• [Request 1] Reproduce, word for word, the stretch of the OCR guide below from "Create an OcrOptions" through "engine is required.".

>> start Given text

Skip to main content

OCR a PDF document

Apply OCR to a PDF document to make scanned content searchable and text extractable. The Pdftools SDK analyzes the document with an OCR engine and adds an invisible, selectable text layer while preserving the visual appearance.

Steps to OCR a document:

  1. Create the OCR engine
  2. Open the input document
  3. Configure OCR options
  4. Process the document
  5. Full example

Before you begin

Create the OCR engine

Create an Engine instance by passing the engine name and connection parameters. The only supported engine is service, which connects to a running Pdftools OCR Service instance over HTTP. Specify the engine name followed by @ and the service URL. For example, "service@http://localhost:7982/" connects to an OCR Service at that URL. To connect to multiple instances, separate URLs with a semicolon (for example, "service@http://host1:7982/;http://host2:7982/").

After creating the engine, set the recognition languages as a comma-separated string (for example, "German,English"). You can also set engine-specific parameters using the Parameters property as semicolon-separated key-value pairs (for example, "PredefinedProfile=Default" or "Profile=/path/to/custom-profile.ini").

The engine can be reused across multiple documents. However, each Engine instance must only be used by one thread at a time.

// Create the OCR engine
using var engine = Engine.Create(ocrEngineName);

// Set the language(s) for OCR recognition (e.g. "German,English")
engine.Languages = language;

Open the input document

Load the input PDF from the file system into a read-only Document.

// Open input document
using var inStr = File.OpenRead(inPath);
using var inDoc = Document.Open(inStr);

Configure OCR options

Create an OcrOptions object and configure its three sub-objects: image options, text options, and page options. Each dimension controls a different aspect of OCR processing.

Image options

Image options control how scanned images within the PDF are processed. Set the Mode property to determine which images to OCR:

  • UpdateText: Process only images without existing OCR text. Recommended for most scanned documents.
  • ReplaceText: Re-OCR all images, replacing any existing text layer. Use this when the existing OCR results are poor.
  • RemoveText: Remove existing OCR text without re-processing. No OCR engine is required.
  • IfNoText: Process images only if the entire document contains no text at all.

Additional image options:

  • RotateScan: Automatically detect and correct page rotation.
  • DeskewScan: Straighten skewed scans.
  • RemoveOnlyInvisibleOcrText: When using ReplaceText or RemoveText, only affect invisible OCR text (text rendering mode 3). Visible text that was placed manually is preserved.

>> end Given text
>> start Supplied data

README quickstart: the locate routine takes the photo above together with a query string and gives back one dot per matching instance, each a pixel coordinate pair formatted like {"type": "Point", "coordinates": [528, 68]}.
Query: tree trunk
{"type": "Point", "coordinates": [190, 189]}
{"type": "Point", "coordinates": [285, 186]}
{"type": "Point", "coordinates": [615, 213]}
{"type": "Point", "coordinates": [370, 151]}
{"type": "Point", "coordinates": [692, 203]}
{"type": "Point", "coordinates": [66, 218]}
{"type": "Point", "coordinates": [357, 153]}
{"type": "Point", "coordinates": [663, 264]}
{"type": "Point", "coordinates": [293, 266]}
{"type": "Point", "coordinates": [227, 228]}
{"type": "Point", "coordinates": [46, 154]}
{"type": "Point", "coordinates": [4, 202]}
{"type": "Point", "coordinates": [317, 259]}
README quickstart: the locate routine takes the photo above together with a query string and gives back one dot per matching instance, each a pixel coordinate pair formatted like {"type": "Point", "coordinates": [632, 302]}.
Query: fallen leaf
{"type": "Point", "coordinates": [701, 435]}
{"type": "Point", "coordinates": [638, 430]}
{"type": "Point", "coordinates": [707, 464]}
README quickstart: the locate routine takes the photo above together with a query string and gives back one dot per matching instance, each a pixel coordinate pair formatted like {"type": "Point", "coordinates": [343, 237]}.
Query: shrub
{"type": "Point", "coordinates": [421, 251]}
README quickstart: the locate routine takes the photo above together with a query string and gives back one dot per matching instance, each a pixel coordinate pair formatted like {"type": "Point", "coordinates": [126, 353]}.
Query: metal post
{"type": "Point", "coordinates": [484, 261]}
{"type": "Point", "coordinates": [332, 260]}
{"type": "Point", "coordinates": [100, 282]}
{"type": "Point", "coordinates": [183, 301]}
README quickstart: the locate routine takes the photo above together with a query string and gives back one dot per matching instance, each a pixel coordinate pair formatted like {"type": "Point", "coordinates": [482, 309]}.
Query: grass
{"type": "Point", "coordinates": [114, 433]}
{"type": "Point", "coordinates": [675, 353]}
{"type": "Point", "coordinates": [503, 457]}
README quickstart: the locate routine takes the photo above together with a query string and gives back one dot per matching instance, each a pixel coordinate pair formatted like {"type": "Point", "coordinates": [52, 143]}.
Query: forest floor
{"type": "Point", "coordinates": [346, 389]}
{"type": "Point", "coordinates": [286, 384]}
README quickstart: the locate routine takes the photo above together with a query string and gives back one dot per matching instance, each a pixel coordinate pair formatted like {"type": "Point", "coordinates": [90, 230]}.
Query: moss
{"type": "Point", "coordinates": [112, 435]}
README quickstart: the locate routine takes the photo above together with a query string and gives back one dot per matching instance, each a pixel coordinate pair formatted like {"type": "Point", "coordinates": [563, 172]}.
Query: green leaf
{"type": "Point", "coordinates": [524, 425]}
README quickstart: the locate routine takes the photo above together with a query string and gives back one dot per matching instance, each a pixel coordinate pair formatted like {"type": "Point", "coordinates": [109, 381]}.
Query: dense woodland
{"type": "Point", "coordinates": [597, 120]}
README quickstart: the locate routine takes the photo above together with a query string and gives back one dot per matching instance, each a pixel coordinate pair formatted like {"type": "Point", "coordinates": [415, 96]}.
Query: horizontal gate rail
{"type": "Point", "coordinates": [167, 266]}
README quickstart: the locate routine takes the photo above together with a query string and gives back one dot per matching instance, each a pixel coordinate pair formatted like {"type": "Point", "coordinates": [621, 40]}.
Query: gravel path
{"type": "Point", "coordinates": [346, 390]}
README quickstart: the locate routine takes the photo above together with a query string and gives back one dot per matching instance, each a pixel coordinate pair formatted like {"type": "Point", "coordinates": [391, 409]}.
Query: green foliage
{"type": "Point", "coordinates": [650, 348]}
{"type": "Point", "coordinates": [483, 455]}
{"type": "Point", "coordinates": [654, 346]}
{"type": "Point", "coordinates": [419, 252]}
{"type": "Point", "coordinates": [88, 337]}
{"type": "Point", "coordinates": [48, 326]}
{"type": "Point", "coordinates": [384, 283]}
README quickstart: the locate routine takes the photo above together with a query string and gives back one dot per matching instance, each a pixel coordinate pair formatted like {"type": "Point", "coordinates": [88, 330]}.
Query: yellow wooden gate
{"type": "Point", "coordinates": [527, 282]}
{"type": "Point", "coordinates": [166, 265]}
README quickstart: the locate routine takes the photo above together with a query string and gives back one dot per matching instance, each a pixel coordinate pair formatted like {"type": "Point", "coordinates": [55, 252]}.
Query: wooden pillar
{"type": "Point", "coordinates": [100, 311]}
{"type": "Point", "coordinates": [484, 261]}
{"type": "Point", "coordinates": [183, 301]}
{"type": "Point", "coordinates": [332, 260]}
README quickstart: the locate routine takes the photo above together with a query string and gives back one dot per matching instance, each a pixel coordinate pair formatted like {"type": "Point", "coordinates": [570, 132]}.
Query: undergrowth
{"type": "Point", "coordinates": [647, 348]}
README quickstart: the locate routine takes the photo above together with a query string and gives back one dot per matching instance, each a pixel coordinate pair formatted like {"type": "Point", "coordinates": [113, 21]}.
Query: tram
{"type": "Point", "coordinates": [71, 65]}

>> end Supplied data

• [Request 2] Locate every line of the listing above that contains the string "green", and copy each of those lines. Case counts.

• [Expected output 1]
Create an OcrOptions object and configure its three sub-objects: image options, text options, and page options. Each dimension controls a different aspect of OCR processing.

Image options

Image options control how scanned images within the PDF are processed. Set the Mode property to determine which images to OCR:

  • UpdateText: Process only images without existing OCR text. Recommended for most scanned documents.
  • ReplaceText: Re-OCR all images, replacing any existing text layer. Use this when the existing OCR results are poor.
  • RemoveText: Remove existing OCR text without re-processing. No OCR engine is required.

• [Expected output 2]
Query: green leaf
Query: green foliage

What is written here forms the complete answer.